**Written problem**. Output the lines from the first line of the items below through the line holding "69 227 L 93", inclusive, as a numbered list with blank lines left out.

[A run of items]
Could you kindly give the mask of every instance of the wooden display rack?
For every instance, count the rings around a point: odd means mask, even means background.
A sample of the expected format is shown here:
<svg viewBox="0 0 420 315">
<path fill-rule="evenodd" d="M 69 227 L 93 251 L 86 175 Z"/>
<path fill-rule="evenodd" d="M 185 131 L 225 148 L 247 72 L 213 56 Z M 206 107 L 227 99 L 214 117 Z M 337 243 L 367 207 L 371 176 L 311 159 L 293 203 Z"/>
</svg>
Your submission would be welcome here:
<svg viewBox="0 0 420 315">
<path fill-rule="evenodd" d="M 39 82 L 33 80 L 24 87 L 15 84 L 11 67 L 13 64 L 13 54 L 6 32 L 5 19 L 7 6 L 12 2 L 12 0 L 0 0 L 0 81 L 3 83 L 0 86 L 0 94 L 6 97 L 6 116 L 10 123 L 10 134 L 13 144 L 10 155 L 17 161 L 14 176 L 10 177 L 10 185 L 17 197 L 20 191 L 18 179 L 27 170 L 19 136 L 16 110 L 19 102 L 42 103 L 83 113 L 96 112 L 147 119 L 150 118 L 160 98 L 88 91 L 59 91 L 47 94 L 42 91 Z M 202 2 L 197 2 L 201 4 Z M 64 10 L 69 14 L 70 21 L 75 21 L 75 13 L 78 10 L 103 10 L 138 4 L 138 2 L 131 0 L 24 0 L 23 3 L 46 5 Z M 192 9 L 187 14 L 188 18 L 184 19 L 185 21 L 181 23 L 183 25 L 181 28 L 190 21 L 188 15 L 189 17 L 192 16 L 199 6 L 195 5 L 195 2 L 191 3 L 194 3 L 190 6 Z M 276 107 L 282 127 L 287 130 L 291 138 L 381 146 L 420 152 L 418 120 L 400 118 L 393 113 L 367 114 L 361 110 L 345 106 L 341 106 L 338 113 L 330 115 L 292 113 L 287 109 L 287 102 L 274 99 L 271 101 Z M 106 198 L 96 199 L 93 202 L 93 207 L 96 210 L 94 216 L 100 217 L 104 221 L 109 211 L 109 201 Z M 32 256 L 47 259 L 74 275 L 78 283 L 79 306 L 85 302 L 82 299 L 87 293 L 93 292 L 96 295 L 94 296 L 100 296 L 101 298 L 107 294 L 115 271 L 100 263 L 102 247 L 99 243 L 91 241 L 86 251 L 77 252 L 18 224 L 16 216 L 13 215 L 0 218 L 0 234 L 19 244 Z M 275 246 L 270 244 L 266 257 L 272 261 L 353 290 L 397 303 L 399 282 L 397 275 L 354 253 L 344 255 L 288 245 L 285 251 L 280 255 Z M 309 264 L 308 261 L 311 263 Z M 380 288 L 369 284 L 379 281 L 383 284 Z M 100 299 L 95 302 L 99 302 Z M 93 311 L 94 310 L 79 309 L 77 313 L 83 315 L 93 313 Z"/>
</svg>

**Answer to the task**.
1. Could you kindly give the mask of every instance of the wooden display rack?
2. For every instance, count the rings around a point: odd means mask, even means background.
3. A sample of the expected format is shown here:
4. <svg viewBox="0 0 420 315">
5. <path fill-rule="evenodd" d="M 69 227 L 93 251 L 86 175 Z"/>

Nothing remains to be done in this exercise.